__DIRECTION__
Quote each line exactly, from the line that contains "Put a dot on each instance of the alloy" down to the last line of the listing, and no other lines.

__Object pointing dataset rows__
::::::

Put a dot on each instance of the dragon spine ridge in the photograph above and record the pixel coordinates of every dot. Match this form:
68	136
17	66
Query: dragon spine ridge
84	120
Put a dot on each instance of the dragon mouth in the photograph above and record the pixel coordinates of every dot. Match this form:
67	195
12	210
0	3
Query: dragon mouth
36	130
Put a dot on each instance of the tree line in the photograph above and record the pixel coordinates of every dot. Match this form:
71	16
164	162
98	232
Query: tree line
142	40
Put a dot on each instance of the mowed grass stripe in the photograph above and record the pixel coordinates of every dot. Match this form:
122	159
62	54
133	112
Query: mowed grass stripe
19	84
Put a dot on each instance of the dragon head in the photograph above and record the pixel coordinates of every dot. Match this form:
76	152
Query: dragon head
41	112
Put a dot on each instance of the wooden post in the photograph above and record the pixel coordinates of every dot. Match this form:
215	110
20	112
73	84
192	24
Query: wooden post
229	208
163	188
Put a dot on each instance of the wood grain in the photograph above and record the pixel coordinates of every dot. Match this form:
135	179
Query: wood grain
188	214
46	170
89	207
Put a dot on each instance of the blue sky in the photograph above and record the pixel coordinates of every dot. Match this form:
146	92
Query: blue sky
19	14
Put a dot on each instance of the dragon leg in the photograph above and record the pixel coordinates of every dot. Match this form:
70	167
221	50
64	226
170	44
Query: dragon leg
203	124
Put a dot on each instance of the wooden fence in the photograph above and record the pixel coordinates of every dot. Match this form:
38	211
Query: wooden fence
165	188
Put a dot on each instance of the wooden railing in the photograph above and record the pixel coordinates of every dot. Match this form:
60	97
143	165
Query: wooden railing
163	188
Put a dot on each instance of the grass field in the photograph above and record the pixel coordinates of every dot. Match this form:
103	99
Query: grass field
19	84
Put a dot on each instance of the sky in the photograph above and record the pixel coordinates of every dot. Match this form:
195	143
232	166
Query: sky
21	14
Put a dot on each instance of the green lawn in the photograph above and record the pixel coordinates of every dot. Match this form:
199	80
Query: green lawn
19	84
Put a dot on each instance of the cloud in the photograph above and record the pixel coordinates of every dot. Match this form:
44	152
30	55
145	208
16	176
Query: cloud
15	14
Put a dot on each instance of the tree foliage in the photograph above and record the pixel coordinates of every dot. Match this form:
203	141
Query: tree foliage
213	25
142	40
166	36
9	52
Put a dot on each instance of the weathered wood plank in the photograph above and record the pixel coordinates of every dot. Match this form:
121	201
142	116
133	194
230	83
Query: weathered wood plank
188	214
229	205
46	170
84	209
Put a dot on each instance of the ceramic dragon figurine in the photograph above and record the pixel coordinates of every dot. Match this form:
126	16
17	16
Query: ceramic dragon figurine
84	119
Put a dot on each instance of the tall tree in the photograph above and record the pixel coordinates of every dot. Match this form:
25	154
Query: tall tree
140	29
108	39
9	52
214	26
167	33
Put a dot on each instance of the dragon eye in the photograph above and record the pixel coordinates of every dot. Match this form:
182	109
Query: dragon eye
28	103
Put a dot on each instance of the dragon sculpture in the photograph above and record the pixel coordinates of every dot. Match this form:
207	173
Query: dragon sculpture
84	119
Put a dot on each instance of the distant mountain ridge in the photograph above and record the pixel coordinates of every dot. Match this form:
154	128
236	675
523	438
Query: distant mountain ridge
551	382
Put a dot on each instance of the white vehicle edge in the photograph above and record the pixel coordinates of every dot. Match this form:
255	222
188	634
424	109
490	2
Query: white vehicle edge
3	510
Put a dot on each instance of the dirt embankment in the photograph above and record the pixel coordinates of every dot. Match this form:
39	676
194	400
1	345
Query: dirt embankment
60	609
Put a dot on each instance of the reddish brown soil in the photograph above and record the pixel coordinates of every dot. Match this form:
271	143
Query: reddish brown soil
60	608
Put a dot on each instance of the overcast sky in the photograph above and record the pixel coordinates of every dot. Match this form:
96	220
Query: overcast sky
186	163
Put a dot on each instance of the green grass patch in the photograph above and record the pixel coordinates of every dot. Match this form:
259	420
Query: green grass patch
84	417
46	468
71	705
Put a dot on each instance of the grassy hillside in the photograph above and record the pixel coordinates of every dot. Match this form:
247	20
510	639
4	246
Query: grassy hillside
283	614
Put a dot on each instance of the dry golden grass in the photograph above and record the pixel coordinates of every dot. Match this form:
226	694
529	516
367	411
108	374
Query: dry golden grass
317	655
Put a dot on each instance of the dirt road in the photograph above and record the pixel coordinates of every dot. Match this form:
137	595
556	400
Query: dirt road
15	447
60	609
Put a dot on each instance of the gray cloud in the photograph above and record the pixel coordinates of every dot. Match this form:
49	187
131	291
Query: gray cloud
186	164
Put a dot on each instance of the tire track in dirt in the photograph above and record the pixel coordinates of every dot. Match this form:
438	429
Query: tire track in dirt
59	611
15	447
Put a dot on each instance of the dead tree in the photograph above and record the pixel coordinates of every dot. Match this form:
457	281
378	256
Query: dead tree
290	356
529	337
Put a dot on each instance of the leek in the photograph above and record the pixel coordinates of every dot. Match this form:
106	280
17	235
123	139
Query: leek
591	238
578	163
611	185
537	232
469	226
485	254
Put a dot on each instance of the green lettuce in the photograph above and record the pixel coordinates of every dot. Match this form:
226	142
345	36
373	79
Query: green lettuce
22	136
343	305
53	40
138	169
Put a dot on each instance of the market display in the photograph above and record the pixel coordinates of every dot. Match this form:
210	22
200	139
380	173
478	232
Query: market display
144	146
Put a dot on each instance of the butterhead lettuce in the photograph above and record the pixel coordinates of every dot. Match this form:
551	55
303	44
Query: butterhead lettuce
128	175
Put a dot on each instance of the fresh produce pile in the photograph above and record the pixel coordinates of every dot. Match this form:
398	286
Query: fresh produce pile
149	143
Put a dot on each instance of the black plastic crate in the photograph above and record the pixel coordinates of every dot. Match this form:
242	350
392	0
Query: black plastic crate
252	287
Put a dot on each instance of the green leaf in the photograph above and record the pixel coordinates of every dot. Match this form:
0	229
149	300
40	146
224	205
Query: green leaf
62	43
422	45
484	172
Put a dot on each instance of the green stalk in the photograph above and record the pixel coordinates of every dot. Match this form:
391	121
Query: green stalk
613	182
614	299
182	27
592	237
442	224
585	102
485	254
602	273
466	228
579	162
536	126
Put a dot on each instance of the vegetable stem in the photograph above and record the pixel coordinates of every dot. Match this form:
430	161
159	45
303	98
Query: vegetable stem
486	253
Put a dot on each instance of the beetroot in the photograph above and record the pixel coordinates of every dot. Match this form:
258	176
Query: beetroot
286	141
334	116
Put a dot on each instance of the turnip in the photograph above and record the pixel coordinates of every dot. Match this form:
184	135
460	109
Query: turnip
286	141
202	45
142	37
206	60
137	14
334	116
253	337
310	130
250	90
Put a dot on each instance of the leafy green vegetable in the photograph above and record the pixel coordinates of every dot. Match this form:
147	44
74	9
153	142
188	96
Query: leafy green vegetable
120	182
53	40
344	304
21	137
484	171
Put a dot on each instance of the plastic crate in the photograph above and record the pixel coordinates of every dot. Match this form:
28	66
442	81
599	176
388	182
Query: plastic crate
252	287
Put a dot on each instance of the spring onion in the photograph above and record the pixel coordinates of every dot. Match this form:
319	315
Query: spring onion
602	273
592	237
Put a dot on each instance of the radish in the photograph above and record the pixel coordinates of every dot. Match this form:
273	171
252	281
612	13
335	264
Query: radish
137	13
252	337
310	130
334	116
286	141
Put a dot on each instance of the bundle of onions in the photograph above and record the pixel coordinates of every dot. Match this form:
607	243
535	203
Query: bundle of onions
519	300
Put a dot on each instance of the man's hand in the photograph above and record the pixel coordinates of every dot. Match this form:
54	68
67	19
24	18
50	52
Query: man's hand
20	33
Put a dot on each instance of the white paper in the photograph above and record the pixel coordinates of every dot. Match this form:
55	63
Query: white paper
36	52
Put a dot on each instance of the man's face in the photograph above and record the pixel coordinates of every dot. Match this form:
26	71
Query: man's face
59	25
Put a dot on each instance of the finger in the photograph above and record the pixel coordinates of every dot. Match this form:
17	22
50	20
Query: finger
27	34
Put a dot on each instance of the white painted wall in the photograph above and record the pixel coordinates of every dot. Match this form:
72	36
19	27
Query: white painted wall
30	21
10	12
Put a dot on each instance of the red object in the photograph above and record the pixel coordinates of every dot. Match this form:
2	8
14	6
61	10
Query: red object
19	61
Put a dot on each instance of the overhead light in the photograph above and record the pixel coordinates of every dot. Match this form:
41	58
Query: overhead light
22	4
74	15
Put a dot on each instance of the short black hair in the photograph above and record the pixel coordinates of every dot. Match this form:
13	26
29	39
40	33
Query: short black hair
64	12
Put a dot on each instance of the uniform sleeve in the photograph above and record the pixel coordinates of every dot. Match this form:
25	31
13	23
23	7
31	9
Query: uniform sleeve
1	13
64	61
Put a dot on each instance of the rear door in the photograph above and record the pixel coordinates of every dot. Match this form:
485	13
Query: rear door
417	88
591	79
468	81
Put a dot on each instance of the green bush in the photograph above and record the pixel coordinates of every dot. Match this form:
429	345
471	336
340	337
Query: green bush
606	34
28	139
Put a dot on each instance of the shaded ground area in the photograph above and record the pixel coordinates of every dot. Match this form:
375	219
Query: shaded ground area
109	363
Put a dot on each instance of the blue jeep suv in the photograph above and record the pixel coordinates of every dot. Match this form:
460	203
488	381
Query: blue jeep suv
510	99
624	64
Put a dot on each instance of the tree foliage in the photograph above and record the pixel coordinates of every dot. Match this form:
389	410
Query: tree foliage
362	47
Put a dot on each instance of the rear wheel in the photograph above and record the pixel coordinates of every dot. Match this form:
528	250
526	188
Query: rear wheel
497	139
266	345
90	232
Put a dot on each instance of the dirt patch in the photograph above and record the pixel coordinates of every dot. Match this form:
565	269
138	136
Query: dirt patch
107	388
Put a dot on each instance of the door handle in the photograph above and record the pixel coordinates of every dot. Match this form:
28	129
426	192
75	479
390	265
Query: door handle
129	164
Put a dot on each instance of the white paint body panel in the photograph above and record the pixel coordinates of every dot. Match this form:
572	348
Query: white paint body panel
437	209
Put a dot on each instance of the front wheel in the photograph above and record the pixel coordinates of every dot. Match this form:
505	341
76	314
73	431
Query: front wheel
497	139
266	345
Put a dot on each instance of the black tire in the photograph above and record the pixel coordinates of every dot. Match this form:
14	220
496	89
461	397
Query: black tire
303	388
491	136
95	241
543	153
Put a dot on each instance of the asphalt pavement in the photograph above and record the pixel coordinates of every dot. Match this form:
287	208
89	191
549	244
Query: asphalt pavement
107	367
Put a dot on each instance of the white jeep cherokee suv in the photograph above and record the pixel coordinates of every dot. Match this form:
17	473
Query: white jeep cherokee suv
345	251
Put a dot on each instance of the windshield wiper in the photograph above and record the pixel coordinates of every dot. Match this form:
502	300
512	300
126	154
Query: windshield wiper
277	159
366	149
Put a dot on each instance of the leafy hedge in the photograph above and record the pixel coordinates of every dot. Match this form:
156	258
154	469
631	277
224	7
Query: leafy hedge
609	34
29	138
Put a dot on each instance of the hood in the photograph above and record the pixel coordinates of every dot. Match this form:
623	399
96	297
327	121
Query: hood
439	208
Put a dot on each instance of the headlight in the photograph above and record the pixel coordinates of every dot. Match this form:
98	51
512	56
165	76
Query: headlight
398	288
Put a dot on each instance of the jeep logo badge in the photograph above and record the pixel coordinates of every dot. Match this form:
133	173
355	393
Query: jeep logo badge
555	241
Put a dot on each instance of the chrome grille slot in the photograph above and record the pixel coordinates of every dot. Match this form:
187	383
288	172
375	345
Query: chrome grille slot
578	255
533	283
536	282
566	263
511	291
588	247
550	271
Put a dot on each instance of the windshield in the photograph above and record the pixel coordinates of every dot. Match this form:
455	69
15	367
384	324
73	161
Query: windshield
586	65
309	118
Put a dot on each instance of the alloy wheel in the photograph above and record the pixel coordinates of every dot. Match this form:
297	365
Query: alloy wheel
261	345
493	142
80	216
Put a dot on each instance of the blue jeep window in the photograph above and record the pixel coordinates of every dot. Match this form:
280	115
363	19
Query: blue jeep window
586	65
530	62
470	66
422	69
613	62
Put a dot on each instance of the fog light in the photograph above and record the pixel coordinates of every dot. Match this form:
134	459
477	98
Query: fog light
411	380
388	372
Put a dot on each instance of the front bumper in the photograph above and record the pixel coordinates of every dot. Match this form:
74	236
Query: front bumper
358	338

::::::

__RESULT FOR THIS TASK__
Put a dot on each instance of the alloy wheel in the photograph above and record the pixel coordinates of every dot. Match this form:
297	365
Query: alloy wheel
261	345
493	142
80	216
Put a dot on each instance of the blue jeep window in the photograph above and record the pixel coordinates of every dot. Match this form:
280	115
363	19
Query: blue jeep window
586	65
530	62
470	66
422	69
613	62
Put a dot on each instance of the fog light in the photograph above and record the pixel coordinates of every dot. Match this form:
134	459
477	98
Query: fog light
411	380
388	372
Put a dot on each instance of the front bumper in the photograph above and record the pixel coordinates of every dot. Match this form:
74	236
Query: front bumper
358	338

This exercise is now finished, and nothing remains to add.